### SELECTED TEXT

In the 1750s, a Spanish Jesuit priest, Father Gabriel (Jeremy Irons, Dead Ringers, Lolita) enters the South American jungle to build a mission and convert a community of Guaraní Indians to Christianity.
A mercenary and slaver, Rodrigo Mendoza (two-time Academy Award ® winning actor Robert De Niro), makes his living kidnapping native Indians and selling them to the nearby plantations. After slaying his brother Felipe (Aidan Quinn) in a duel fought over his fiancée, Mendoza spirals into guilt and depression before Father Gabriel challenges Mendoza to undertake a suitable penance.
Mendoza joins the mission and together he and Father Gabriel work to help care for the Guaraní tribe. Unknown to them a new treaty is signed between Portugal and Spain that sounds the death knell of the Jesuit missions. Father Gabriel and Mendoza find themselves fighting those sent to suppress them – the one armed with the love of God, the other with the sword.
The Mission won the Palme d’Or and the Academy Award® for Best Cinematography and ranks as one of the greatest contemporary adventure films.

######

▸ GIVEN EXERCISE 1: Rewrite the stretch of the records from the line containing "Habitat-census task: mark the sidewalk" through the line containing "point(62, 313)" as a numbered list, leaving out any blank lines.

### RECORDS FOR PROCESSING

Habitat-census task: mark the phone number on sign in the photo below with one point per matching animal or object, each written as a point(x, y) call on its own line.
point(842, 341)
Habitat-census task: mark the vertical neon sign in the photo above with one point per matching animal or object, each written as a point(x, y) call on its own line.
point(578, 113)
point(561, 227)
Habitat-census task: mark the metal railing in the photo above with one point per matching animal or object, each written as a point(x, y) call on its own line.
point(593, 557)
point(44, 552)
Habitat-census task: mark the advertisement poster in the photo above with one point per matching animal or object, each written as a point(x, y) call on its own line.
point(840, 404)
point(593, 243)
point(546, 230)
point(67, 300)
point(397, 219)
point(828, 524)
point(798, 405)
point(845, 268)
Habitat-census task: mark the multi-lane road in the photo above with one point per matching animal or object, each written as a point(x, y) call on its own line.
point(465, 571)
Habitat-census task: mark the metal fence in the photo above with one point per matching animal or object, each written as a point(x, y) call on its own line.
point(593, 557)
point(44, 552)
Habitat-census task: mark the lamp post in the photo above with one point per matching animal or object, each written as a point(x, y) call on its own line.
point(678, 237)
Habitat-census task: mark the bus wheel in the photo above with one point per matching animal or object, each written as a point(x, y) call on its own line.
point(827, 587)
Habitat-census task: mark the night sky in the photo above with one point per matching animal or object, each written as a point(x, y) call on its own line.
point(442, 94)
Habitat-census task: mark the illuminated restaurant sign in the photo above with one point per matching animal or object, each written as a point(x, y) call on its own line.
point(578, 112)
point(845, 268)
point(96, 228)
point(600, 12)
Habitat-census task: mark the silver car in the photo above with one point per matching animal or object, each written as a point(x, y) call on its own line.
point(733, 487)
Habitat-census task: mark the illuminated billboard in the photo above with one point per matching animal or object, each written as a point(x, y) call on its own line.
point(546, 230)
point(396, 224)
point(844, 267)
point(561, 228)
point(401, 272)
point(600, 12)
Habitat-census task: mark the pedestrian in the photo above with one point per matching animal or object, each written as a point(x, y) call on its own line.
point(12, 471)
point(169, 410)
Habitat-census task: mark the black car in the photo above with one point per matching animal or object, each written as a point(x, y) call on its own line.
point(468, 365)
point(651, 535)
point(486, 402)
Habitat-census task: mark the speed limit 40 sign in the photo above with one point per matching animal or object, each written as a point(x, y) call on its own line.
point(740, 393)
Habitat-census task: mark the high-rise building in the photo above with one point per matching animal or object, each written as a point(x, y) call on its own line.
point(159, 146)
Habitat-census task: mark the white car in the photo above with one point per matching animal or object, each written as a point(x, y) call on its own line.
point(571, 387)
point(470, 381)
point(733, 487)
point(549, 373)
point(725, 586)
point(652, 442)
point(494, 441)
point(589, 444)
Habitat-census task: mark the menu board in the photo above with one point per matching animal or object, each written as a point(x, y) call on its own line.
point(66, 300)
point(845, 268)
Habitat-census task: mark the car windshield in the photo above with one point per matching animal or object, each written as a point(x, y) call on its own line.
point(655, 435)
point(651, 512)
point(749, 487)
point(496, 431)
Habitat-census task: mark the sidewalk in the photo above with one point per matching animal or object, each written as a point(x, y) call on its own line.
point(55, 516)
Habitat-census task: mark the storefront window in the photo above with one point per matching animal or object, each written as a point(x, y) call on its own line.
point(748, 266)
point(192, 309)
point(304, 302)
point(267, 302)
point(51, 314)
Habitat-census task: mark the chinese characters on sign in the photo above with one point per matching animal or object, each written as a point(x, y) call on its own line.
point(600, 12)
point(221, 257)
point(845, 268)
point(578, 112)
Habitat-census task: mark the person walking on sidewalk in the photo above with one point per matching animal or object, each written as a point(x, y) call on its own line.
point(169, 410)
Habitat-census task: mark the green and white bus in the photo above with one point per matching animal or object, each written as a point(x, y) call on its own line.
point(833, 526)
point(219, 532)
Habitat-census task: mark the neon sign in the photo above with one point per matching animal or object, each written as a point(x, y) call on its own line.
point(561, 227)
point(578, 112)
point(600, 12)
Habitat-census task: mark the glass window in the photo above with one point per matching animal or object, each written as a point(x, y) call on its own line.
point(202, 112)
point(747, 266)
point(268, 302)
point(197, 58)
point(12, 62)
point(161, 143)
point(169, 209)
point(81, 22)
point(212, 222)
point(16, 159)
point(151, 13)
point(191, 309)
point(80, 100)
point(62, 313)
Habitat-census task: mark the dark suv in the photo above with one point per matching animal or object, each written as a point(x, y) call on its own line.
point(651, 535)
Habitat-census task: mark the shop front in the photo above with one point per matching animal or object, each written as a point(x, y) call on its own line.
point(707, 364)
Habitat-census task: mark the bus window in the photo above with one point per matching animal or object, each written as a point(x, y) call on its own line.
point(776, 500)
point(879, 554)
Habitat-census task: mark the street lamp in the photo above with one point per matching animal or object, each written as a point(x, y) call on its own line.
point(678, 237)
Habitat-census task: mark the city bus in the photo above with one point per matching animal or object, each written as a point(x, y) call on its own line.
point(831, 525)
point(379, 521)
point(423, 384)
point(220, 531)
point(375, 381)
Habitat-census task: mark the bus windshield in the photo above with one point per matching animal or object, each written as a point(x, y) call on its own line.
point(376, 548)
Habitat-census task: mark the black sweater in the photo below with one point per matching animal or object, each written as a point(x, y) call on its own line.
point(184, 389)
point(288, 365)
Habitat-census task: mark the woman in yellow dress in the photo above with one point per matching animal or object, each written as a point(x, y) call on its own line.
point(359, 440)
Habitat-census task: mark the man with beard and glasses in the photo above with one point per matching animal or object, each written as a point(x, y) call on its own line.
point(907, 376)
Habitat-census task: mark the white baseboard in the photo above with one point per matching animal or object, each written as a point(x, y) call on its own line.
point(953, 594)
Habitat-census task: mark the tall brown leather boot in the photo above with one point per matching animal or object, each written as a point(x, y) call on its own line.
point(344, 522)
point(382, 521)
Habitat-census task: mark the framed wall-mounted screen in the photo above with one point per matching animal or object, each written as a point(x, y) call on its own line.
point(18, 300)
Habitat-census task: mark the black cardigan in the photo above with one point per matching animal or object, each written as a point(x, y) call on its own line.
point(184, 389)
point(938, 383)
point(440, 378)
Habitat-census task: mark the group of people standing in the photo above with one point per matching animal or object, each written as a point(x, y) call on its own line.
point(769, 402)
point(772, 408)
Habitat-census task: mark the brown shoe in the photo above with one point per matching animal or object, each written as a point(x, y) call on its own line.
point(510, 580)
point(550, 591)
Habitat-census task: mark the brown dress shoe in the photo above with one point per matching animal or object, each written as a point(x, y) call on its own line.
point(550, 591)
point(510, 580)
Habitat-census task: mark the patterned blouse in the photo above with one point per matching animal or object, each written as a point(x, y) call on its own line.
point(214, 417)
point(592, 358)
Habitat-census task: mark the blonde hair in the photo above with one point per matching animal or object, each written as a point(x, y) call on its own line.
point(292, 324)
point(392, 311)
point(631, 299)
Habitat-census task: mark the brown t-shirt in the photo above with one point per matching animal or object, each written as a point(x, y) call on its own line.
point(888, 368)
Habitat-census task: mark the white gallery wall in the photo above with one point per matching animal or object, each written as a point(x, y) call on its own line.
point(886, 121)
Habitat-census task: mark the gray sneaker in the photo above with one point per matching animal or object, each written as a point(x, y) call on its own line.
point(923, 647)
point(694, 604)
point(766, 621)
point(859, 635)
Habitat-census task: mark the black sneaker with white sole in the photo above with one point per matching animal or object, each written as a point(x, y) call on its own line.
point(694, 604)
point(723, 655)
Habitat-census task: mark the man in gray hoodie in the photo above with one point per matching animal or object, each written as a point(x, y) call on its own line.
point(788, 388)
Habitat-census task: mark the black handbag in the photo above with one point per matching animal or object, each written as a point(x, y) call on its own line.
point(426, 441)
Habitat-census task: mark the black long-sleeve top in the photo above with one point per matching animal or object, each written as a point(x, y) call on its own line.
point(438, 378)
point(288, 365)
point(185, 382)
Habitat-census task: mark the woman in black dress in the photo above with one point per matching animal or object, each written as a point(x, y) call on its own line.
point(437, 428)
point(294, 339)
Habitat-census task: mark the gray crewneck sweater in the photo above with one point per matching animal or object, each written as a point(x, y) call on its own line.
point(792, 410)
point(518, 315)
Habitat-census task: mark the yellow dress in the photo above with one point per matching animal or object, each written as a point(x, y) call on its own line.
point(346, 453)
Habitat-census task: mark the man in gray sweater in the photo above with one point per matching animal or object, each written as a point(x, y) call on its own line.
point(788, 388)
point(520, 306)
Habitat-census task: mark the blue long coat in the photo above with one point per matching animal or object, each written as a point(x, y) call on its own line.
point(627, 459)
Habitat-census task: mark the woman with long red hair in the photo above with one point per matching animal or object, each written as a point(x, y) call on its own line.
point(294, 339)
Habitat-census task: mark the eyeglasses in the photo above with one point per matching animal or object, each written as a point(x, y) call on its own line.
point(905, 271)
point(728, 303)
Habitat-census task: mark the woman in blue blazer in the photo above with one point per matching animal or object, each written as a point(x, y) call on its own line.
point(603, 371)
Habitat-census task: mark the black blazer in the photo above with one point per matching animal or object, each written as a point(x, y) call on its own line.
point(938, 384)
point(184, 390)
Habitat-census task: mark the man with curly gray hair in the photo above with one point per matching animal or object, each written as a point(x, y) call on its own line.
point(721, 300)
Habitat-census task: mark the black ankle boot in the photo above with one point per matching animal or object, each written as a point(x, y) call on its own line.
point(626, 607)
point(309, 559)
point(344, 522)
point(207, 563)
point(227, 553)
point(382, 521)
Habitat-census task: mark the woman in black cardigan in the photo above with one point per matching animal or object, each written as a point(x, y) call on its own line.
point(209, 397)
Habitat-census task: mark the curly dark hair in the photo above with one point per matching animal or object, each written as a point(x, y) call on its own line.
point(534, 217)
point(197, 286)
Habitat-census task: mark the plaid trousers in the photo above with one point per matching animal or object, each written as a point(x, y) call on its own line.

######

▸ GIVEN EXERCISE 2:
Answer these questions using the synopsis of The Mission:
(a) In what decade does the story take place?
(b) Whom does Mendoza kill in a duel?
(c) Which two honors did the film win?

▸ RESPONSE 1:
1. Habitat-census task: mark the sidewalk in the photo above with one point per matching animal or object, each written as a point(x, y) call on its own line.
2. point(55, 516)
3. Habitat-census task: mark the storefront window in the photo above with one point per matching animal or object, each written as a point(x, y) call on its own line.
4. point(748, 266)
5. point(192, 309)
6. point(304, 302)
7. point(267, 302)
8. point(51, 314)
9. Habitat-census task: mark the chinese characters on sign in the photo above with one point per matching animal or object, each written as a point(x, y) call on its own line.
10. point(600, 12)
11. point(221, 257)
12. point(845, 268)
13. point(578, 112)
14. Habitat-census task: mark the person walking on sidewalk in the photo above with one point per matching animal or object, each written as a point(x, y) call on its own line.
15. point(169, 410)
16. Habitat-census task: mark the green and white bus in the photo above with one point per matching animal or object, each written as a point(x, y) call on its own line.
17. point(833, 526)
18. point(219, 532)
19. Habitat-census task: mark the neon sign in the photo above with one point per matching animal or object, each written as a point(x, y) call on its own line.
20. point(561, 227)
21. point(578, 112)
22. point(600, 12)
23. Habitat-census task: mark the glass window in the photo above with one point per matching animal or object, each written as a point(x, y) call on its own line.
24. point(202, 112)
25. point(747, 266)
26. point(268, 302)
27. point(197, 58)
28. point(12, 62)
29. point(161, 143)
30. point(169, 209)
31. point(81, 22)
32. point(212, 222)
33. point(16, 159)
34. point(151, 13)
35. point(191, 309)
36. point(80, 100)
37. point(62, 313)

▸ RESPONSE 2:
(a) The 1750s.
(b) His brother Felipe.
(c) The Palme d'Or and the Academy Award for Best Cinematography.